Run massive simulations when your client needs it. Pay nothing when they don’t.
In this tutorial, we’ll show you how to use Inductiva’s API to run a benchmark. We’ll use the SPlisHSPlasH simulator as an example, so you can follow along and learn the process step by step.
The goal is to find the best machine that balances computation time and cost. After running the benchmarks, we’ll analyze and visualize the results to make an informed choice.
In this tutorial, you’ll learn how to:
Let’s dive in!
Before we start benchmarking, we need to download the necessary input files for the SPlisHSPlasH simulator. These files include the configuration and assets required to run the simulations.
The code snippet below downloads the required simulation files to your working directory:
import inductiva
inductiva.utils.download_from_url(
url="https://inductiva.ai/splishsplash/generating-synthetic-data/splishsplash-base-dir.zip",
unzip=True)
Now you’re set to proceed with setting up the benchmark!
Now that we have the necessary input files, let’s set up and execute the benchmark. We need to configure the benchmarking parameters, specify the machine types, and run the benchmark multiple times to ensure reliable results.
Here's a look at the process:
1- Identify the Benchmark
Use benchmarks.Benchmark() to assign a name to the benchmark (e.g., splishsplash-fluid-cube) This name helps you track the benchmark results.
2- Add Simulation Runs
Add individual runs using the .add_run() method.
For each run, specify:
simulators.SplishSplash() simulator for fluid dynamics.config.json file to define simulation parameters.c2-standard-4, c3-standard-44) using resources.MachineGroup.3- Run the Benchmark
Use .run(num_repeats=2) to execute all added runs, repeating each one twice.
Repeating runs helps ensure consistent and reliable performance metrics.

• **Entries**:
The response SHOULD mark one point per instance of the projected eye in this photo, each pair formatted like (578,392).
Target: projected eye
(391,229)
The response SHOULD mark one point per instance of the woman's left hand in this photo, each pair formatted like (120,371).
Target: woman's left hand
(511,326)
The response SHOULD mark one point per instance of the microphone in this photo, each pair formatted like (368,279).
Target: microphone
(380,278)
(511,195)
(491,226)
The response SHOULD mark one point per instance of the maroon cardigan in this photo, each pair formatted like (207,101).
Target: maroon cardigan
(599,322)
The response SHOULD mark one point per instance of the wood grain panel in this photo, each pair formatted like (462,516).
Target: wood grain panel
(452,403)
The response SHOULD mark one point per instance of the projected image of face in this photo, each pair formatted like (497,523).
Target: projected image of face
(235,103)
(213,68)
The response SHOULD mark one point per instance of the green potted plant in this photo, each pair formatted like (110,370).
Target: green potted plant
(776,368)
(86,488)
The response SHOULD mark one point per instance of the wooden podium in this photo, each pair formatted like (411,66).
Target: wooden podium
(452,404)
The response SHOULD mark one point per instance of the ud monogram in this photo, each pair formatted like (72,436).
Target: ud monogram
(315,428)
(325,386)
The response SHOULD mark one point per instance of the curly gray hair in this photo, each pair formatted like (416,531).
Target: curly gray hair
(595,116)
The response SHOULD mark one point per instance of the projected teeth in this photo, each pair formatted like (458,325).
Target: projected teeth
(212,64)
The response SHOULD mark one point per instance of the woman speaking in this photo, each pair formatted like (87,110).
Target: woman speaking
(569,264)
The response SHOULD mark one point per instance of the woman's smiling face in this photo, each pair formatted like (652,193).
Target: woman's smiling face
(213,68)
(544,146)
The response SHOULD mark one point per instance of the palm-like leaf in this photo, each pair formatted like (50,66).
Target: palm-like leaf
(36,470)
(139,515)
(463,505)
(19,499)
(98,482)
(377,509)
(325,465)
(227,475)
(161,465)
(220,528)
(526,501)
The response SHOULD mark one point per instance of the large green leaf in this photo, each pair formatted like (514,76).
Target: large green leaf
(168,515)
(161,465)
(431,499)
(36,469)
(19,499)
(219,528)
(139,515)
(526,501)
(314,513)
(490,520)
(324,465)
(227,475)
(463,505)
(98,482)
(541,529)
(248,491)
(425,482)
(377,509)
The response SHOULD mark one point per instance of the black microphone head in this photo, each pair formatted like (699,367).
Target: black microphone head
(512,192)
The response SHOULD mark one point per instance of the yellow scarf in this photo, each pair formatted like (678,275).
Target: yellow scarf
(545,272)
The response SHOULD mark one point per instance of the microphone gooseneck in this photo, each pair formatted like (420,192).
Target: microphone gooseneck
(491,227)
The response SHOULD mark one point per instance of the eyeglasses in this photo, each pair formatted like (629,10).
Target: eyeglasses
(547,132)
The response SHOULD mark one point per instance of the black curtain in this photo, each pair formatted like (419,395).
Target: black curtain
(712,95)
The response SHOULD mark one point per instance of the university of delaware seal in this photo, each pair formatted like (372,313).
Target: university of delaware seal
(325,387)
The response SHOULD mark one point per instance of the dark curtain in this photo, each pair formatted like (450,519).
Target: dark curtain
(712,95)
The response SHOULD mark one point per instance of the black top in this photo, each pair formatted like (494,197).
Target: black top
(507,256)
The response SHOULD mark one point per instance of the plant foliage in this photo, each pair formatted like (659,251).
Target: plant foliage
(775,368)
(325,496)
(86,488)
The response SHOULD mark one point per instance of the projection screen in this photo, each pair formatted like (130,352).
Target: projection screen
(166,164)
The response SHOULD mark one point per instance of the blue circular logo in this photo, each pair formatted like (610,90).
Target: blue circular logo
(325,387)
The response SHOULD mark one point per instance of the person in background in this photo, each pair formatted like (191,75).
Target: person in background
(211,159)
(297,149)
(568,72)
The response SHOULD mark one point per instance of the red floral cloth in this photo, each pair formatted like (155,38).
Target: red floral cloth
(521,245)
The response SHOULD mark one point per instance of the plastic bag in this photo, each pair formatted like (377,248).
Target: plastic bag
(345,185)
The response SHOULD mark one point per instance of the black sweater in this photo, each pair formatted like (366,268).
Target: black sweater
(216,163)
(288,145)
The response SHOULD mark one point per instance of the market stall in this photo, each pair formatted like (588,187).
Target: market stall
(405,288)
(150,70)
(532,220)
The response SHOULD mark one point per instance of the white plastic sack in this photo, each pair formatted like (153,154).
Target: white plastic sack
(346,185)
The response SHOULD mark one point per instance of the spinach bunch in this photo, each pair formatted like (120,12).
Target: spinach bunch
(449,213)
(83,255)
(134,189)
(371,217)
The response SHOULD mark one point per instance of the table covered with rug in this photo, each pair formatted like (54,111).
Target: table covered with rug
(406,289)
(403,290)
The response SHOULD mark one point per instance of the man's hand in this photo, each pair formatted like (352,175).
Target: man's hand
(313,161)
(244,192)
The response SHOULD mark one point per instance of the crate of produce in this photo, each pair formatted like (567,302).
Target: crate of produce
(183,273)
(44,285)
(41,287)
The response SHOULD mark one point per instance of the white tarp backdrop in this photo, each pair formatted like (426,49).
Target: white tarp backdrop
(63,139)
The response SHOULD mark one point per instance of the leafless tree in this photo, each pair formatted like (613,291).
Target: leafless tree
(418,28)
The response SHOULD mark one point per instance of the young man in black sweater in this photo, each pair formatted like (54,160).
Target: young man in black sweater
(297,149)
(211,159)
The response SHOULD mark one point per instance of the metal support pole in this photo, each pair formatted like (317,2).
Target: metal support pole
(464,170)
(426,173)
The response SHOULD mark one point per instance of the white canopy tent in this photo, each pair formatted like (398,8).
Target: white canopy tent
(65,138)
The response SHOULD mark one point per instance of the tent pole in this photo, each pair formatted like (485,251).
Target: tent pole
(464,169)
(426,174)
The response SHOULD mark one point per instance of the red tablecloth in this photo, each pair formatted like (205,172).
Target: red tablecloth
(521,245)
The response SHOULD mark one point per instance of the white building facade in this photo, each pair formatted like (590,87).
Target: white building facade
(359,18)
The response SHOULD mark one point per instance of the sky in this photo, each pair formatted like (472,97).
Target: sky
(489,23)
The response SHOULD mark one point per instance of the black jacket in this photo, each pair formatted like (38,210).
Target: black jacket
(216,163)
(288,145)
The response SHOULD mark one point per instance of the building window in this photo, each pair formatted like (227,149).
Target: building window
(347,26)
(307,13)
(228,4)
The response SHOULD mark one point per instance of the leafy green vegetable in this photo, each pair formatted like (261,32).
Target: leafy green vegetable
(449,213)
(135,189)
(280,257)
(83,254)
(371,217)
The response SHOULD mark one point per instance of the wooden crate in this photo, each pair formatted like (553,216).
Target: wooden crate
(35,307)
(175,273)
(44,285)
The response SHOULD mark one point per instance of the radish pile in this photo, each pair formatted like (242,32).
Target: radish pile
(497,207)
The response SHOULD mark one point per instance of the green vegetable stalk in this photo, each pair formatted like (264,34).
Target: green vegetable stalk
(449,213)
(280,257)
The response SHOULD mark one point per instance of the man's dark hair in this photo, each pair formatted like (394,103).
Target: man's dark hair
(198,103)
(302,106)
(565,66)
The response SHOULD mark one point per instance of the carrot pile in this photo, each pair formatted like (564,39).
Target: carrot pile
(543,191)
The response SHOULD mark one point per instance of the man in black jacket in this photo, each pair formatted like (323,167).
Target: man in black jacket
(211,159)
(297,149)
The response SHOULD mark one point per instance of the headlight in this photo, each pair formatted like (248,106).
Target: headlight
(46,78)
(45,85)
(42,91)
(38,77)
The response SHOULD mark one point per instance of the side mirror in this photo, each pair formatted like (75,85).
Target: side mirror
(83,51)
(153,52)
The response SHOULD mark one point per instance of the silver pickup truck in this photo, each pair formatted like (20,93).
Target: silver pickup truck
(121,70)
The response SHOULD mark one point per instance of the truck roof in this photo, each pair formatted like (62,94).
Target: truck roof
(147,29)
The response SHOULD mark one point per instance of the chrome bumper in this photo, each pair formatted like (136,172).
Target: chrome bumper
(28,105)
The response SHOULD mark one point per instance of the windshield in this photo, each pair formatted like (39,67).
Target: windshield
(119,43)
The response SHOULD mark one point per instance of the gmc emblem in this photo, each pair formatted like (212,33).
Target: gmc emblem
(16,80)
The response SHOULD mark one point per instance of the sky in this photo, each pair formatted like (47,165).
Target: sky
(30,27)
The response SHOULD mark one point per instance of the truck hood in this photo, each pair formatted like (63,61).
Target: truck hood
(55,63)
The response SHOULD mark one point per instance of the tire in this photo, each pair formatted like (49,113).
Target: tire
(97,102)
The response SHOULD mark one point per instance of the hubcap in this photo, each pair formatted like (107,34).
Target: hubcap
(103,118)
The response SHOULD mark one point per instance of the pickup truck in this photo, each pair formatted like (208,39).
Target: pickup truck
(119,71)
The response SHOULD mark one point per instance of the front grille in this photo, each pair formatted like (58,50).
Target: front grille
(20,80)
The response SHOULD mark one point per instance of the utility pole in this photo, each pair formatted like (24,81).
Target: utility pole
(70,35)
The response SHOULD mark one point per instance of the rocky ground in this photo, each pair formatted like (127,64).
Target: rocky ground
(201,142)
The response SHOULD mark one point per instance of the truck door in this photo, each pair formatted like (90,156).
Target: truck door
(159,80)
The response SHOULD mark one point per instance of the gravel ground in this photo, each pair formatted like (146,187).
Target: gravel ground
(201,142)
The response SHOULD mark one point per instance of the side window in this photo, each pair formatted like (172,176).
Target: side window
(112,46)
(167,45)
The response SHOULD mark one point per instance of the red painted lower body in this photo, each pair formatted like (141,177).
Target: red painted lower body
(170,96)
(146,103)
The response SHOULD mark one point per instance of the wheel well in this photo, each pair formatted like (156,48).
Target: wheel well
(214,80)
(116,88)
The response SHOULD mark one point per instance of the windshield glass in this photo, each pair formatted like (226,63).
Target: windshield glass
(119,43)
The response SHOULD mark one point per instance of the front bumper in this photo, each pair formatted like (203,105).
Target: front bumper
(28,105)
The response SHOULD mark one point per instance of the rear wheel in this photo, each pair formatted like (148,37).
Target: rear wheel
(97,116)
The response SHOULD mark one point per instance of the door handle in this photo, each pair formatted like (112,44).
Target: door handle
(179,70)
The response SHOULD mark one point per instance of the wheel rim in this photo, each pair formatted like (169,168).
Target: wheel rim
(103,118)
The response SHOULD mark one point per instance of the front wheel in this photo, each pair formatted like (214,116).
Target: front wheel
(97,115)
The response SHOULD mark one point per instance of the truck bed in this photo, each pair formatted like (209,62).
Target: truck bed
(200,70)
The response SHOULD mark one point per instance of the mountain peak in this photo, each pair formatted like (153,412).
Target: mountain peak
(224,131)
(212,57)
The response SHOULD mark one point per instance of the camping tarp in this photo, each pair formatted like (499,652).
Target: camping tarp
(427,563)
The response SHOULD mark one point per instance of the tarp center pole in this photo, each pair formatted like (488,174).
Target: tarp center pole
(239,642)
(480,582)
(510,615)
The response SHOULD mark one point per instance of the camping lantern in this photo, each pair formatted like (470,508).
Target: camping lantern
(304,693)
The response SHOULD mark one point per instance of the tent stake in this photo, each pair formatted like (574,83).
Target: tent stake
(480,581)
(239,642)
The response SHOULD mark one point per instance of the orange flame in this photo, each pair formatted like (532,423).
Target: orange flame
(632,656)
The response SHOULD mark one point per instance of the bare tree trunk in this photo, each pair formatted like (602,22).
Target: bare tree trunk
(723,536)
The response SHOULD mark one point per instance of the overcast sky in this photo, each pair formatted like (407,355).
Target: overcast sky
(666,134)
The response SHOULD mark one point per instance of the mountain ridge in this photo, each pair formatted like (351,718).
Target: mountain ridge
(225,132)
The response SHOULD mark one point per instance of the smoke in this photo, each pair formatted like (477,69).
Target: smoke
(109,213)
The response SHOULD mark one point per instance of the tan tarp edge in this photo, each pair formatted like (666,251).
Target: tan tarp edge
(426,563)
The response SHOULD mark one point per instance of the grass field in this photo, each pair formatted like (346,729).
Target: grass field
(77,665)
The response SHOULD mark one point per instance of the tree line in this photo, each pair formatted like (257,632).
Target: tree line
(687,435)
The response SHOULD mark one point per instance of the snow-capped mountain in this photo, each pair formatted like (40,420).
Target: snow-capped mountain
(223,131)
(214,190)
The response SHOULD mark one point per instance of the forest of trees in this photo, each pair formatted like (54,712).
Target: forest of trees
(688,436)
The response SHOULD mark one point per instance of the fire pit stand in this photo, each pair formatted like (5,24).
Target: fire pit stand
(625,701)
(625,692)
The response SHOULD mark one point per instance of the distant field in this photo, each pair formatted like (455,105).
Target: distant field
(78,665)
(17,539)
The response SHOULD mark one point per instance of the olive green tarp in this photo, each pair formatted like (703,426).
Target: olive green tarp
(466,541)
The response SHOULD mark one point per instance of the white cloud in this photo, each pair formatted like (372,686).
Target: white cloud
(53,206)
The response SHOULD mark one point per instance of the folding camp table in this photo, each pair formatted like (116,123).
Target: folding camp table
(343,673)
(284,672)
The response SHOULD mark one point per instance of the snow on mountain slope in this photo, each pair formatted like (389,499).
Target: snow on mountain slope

• **Exercises to complete**:
- a) Which simulator does the benchmarking tutorial use as its example?
- b) Pick up the benchmarking tutorial after its final sentence and keep writing it.
The listing has no connection to the benchmarking tutorial.

• **Written answers**:
- a) The SPlisHSPlasH simulator.

- b)
The following code example demonstrates the setup for testing c2-standard and
c3-standard machines:
from inductiva import benchmarks, simulators, resources
benchmarks.Benchmark(name="splishsplash-fluid-cube") \
.add_run(simulator=simulators.SplishSplash(),
input_dir="splishsplash-base-dir",
sim_config_filename="config.json",
on=resources.MachineGroup("c2-standard-4")) \
.add_run(simulator=simulators.SplishSplash(),
input_dir="splishsplash-base-dir",
sim_config_filename="config.json",
on=resources.MachineGroup("c2-standard-8")) \
.add_run(simulator=simulators.SplishSplash(),
input_dir="splishsplash-base-dir",
sim_config_filename="config.json",
on=resources.MachineGroup("c2-standard-16")) \
.add_run(simulator=simulators.SplishSplash(),
input_dir="splishsplash-base-dir",
sim_config_filename="config.json",
on=resources.MachineGroup("c2-standard-30")) \
.add_run(simulator=simulators.SplishSplash(),
input_dir="splishsplash-base-dir",
sim_config_filename="config.json",
on=resources.MachineGroup("c2-standard-60")) \
.add_run(simulator=simulators.SplishSplash(),
input_dir="splishsplash-base-dir",
sim_config_filename="config.json",
on=resources.MachineGroup("c3-standard-4")) \
.add_run(simulator=simulators.SplishSplash(),
input_dir="splishsplash-base-dir",
sim_config_filename="config.json",
on=resources.MachineGroup("c3-standard-8")) \
.add_run(simulator=simulators.SplishSplash(),
input_dir="splishsplash-base-dir",
sim_config_filename="config.json",
on=resources.MachineGroup("c3-standard-22")) \
.add_run(simulator=simulators.SplishSplash(),
input_dir="splishsplash-base-dir",
sim_config_filename="config.json",
on=resources.MachineGroup("c3-standard-44")) \
.add_run(simulator=simulators.SplishSplash(),
input_dir="splishsplash-base-dir",
sim_config_filename="config.json",
on=resources.MachineGroup("c3-standard-88")) \
.add_run(simulator=simulators.SplishSplash(),
input_dir="splishsplash-base-dir",
sim_config_filename="config.json",
on=resources.MachineGroup("c3-standard-176")) \
.run(num_repeats=2)
As we add more machine types to the benchmark, the code can become repetitive and overwhelming. We need to sort the data out to make it easier to read and to ensure the benchmark setup remains concise, clear, and adaptable.
set_defaultTo make it cleaner and easier to manage, we can use the set_default method to define shared parameters like the simulator, input directory, and configuration file in one place. This reduces duplication and improves readability.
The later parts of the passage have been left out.